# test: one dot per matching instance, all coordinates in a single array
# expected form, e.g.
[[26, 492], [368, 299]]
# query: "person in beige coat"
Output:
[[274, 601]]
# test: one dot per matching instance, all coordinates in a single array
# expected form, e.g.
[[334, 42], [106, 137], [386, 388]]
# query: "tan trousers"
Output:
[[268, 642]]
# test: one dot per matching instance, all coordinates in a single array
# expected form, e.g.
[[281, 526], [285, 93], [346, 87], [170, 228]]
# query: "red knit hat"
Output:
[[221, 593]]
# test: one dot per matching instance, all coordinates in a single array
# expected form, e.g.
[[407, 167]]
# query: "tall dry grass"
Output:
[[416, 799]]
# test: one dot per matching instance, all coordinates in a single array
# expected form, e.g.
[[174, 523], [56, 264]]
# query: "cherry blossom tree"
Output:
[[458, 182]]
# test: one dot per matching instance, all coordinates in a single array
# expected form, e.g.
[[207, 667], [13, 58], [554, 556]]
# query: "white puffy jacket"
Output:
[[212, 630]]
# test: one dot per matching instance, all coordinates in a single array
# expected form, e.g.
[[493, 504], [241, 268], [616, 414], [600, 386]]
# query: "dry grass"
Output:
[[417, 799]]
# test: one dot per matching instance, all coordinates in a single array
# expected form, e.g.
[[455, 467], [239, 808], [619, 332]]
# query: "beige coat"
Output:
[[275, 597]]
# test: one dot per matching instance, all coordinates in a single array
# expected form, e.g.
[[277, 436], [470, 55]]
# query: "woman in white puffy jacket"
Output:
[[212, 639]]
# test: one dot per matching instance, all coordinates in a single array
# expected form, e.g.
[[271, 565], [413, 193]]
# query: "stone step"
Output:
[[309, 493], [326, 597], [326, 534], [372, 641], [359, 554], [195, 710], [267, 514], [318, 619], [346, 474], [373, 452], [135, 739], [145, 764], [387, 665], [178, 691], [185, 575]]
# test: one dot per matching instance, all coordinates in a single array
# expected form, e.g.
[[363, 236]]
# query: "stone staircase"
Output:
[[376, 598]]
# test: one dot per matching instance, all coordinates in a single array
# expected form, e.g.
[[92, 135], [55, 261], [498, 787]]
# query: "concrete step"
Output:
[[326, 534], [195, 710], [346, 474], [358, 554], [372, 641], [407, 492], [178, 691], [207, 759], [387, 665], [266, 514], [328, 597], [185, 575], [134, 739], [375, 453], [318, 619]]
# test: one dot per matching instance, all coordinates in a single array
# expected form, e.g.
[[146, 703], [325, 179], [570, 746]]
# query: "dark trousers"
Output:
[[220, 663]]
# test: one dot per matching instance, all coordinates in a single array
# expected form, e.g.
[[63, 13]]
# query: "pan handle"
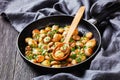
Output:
[[92, 21]]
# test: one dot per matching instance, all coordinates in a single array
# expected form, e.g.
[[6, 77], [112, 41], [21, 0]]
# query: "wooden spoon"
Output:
[[73, 26]]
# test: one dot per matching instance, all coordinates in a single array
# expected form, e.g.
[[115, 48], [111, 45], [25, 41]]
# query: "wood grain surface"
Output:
[[12, 66]]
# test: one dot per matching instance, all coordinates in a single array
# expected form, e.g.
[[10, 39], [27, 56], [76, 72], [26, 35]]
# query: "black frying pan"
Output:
[[84, 26]]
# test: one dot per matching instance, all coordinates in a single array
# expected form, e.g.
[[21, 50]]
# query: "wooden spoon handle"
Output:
[[74, 23]]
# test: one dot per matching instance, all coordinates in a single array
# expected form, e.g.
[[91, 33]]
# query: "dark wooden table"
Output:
[[12, 66]]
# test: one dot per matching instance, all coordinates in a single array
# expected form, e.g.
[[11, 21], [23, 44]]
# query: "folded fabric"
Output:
[[106, 65]]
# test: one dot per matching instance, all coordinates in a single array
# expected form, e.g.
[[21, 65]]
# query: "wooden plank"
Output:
[[7, 50]]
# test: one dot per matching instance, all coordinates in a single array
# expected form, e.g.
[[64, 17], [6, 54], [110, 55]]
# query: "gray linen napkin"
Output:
[[106, 65]]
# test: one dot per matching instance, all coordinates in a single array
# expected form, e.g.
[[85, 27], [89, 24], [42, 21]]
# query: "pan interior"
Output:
[[83, 27]]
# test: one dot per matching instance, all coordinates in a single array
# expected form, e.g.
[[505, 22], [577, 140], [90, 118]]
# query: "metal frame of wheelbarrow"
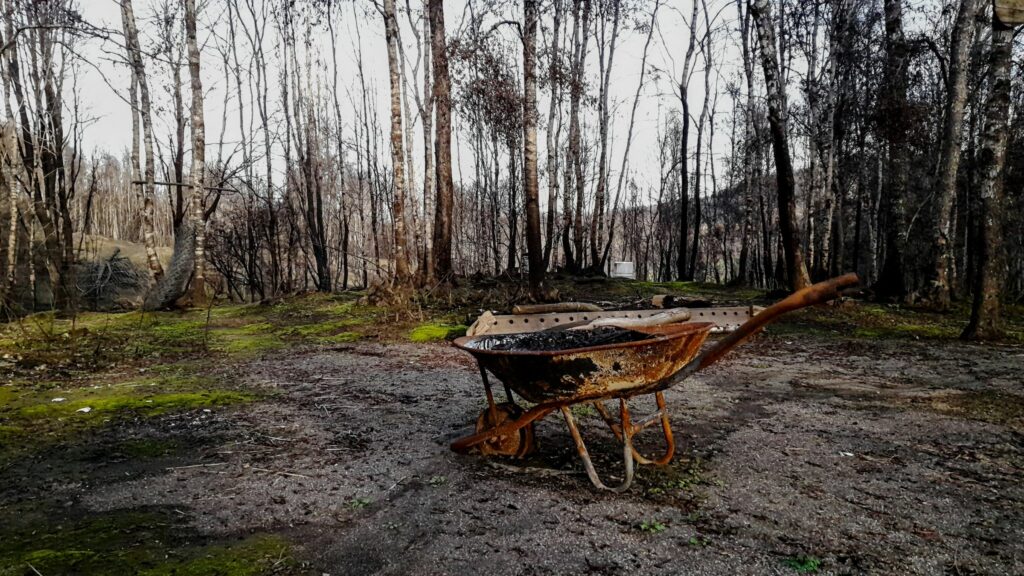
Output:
[[625, 428]]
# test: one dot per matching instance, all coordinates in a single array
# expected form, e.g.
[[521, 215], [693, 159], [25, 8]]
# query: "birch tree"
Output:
[[796, 269]]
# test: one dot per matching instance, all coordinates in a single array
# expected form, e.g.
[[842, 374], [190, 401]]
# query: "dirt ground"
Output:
[[798, 453]]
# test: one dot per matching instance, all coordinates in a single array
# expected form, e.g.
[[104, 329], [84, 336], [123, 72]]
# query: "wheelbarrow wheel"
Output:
[[517, 444]]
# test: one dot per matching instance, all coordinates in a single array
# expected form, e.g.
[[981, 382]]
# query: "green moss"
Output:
[[246, 344], [256, 328], [341, 338], [435, 332], [249, 558], [320, 328], [102, 406]]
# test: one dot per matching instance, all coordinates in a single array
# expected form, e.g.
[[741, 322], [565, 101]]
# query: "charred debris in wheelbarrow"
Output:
[[561, 340]]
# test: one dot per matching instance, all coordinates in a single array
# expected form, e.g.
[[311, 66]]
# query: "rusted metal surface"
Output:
[[597, 372], [557, 379]]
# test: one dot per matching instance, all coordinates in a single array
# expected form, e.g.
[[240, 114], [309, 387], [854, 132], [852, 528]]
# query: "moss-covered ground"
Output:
[[67, 382]]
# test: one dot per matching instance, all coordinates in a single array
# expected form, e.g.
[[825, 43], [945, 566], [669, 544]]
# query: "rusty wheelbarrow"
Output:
[[556, 379]]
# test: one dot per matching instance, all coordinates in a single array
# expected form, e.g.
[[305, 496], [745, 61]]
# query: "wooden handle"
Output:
[[816, 294]]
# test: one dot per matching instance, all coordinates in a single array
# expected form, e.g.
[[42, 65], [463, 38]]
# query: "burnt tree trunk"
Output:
[[796, 270]]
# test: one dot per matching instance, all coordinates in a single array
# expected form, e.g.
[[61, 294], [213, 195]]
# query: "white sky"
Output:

* _EXERCISE BRIEF_
Return every line from the records above that holds the word "moss".

* _WRITTEN RESPONSE_
# query: "green moss"
# query: "moss-covered ground"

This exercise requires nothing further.